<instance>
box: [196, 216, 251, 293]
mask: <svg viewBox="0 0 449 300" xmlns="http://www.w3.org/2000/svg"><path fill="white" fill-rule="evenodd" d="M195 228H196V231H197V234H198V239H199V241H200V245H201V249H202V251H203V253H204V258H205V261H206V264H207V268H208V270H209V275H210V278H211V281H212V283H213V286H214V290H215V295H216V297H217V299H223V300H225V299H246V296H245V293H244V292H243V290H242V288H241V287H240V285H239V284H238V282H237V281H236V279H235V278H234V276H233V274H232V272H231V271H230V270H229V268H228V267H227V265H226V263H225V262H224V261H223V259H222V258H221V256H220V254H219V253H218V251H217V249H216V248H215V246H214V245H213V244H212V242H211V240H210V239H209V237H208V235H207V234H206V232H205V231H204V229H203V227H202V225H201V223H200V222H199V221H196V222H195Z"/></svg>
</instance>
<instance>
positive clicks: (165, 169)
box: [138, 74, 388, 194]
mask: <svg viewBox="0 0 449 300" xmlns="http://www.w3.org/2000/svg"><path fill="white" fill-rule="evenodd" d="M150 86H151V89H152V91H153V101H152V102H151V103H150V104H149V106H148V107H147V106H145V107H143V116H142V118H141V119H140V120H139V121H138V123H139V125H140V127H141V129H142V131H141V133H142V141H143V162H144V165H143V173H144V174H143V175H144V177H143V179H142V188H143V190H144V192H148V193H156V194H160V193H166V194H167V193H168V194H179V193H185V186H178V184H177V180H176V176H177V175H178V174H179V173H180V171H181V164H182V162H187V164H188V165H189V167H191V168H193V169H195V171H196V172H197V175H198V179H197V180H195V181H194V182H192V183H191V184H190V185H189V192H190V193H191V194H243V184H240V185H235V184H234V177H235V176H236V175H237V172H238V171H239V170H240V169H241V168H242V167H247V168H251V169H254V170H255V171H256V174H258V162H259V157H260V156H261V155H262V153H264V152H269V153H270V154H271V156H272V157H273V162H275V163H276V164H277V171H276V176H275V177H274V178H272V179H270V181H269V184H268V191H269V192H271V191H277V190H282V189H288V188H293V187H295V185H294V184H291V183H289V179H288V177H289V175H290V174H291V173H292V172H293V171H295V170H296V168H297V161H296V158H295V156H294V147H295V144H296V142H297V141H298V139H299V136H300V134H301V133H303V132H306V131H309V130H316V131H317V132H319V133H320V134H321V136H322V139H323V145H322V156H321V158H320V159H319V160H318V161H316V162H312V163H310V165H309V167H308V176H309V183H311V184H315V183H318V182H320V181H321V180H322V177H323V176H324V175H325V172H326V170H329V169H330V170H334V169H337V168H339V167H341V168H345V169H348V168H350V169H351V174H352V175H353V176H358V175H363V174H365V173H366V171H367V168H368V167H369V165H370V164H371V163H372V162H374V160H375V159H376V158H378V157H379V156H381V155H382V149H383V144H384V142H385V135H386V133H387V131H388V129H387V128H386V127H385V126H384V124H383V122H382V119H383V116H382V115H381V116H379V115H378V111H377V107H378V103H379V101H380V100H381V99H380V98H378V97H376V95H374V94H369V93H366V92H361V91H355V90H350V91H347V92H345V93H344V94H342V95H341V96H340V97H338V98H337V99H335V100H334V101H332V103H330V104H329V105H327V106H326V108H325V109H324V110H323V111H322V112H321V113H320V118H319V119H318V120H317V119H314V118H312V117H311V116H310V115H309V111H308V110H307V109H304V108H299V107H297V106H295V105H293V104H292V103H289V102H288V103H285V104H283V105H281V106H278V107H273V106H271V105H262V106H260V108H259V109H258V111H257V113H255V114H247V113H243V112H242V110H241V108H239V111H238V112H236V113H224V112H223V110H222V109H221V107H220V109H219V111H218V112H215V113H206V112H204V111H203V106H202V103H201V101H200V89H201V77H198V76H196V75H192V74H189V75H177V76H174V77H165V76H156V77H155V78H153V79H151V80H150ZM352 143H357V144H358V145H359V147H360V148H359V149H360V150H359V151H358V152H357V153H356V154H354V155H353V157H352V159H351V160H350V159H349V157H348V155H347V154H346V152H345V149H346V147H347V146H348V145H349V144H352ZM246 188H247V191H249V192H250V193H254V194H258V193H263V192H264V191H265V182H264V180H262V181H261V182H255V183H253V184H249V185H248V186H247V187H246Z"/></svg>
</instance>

- - - - -

Description of the task:
The whole listing is to be transcribed exactly.

Solution to this exercise:
<instance>
box: [196, 216, 251, 293]
mask: <svg viewBox="0 0 449 300" xmlns="http://www.w3.org/2000/svg"><path fill="white" fill-rule="evenodd" d="M195 228H196V231H197V234H198V239H199V241H200V245H201V249H202V251H203V253H204V258H205V261H206V264H207V268H208V270H209V275H210V278H211V281H212V283H213V286H214V290H215V295H216V297H217V299H223V300H225V299H246V296H245V293H244V292H243V290H242V288H241V287H240V285H239V284H238V282H237V281H236V279H235V278H234V276H233V274H232V272H231V271H230V270H229V268H228V267H227V265H226V263H225V262H224V261H223V259H222V258H221V256H220V254H219V253H218V251H217V249H216V248H215V246H214V245H213V244H212V242H211V240H210V239H209V237H208V235H207V234H206V232H205V231H204V229H203V227H202V225H201V223H200V222H199V221H196V222H195Z"/></svg>
</instance>
<instance>
positive clicks: (165, 169)
box: [138, 74, 388, 194]
mask: <svg viewBox="0 0 449 300" xmlns="http://www.w3.org/2000/svg"><path fill="white" fill-rule="evenodd" d="M150 86H151V89H152V91H153V101H152V102H151V103H150V104H149V106H148V107H147V106H145V107H143V116H142V118H141V119H140V120H139V121H138V123H139V125H140V127H141V129H142V131H141V133H142V141H143V162H144V165H143V173H144V174H143V175H144V177H143V179H142V188H143V190H144V192H148V193H156V194H160V193H166V194H167V193H168V194H179V193H185V186H178V184H177V180H176V176H177V175H178V174H179V173H180V171H181V164H182V162H187V164H188V165H189V167H191V168H193V169H195V171H196V172H197V175H198V179H197V180H195V181H194V182H192V183H191V184H190V185H189V192H190V193H191V194H243V184H240V185H235V184H234V177H235V176H236V175H237V172H238V171H239V170H240V169H241V168H242V167H247V168H251V169H254V170H255V171H256V174H258V162H259V157H260V156H261V155H262V153H264V152H269V153H270V154H271V156H272V157H273V162H275V163H276V164H277V171H276V176H275V177H274V178H272V179H270V181H269V184H268V191H269V192H271V191H277V190H282V189H288V188H293V187H295V185H294V184H291V183H289V179H288V177H289V175H290V174H291V173H292V172H293V171H295V170H296V168H297V161H296V158H295V156H294V147H295V144H296V142H297V141H298V139H299V136H300V134H301V133H303V132H306V131H309V130H316V131H317V132H319V133H320V134H321V136H322V139H323V145H322V156H321V158H320V159H319V160H318V161H316V162H312V163H310V165H309V167H308V176H309V183H311V184H315V183H318V182H320V181H321V180H322V177H323V176H324V175H325V172H326V170H329V169H330V170H334V169H337V168H339V167H341V168H345V169H348V168H350V169H351V174H352V175H353V176H358V175H363V174H365V173H366V171H367V168H368V167H369V165H370V164H371V163H372V162H374V160H375V159H376V158H378V157H379V156H381V155H382V149H383V144H384V142H385V135H386V133H387V131H388V129H387V128H386V127H385V126H384V124H383V122H382V119H383V116H382V115H381V116H379V115H378V111H377V107H378V103H379V101H380V100H381V99H380V98H378V97H376V95H374V94H369V93H366V92H361V91H355V90H350V91H347V92H345V93H344V94H342V95H341V96H340V97H338V98H337V99H335V100H334V101H332V103H330V104H329V105H327V106H326V108H325V109H324V110H323V111H322V112H321V113H320V118H319V119H318V120H317V119H314V118H312V117H311V116H310V115H309V111H308V110H307V109H304V108H299V107H297V106H295V105H293V104H292V103H289V102H288V103H285V104H283V105H281V106H278V107H273V106H271V105H262V106H260V108H259V109H258V111H257V113H255V114H247V113H243V112H242V110H241V108H239V111H238V112H236V113H224V112H223V110H222V109H221V107H220V109H219V111H218V112H215V113H206V112H204V111H203V106H202V103H201V101H200V89H201V77H198V76H196V75H192V74H189V75H177V76H174V77H165V76H156V77H155V78H153V79H151V80H150ZM352 143H357V144H358V145H359V147H360V148H359V149H360V150H359V151H358V152H357V153H356V154H354V155H353V157H352V159H351V160H350V159H349V157H348V155H347V154H346V152H345V149H346V147H347V146H348V145H349V144H352ZM246 188H247V191H249V192H250V193H254V194H258V193H263V192H264V191H265V182H264V180H262V181H261V182H255V183H253V184H249V185H248V186H247V187H246Z"/></svg>
</instance>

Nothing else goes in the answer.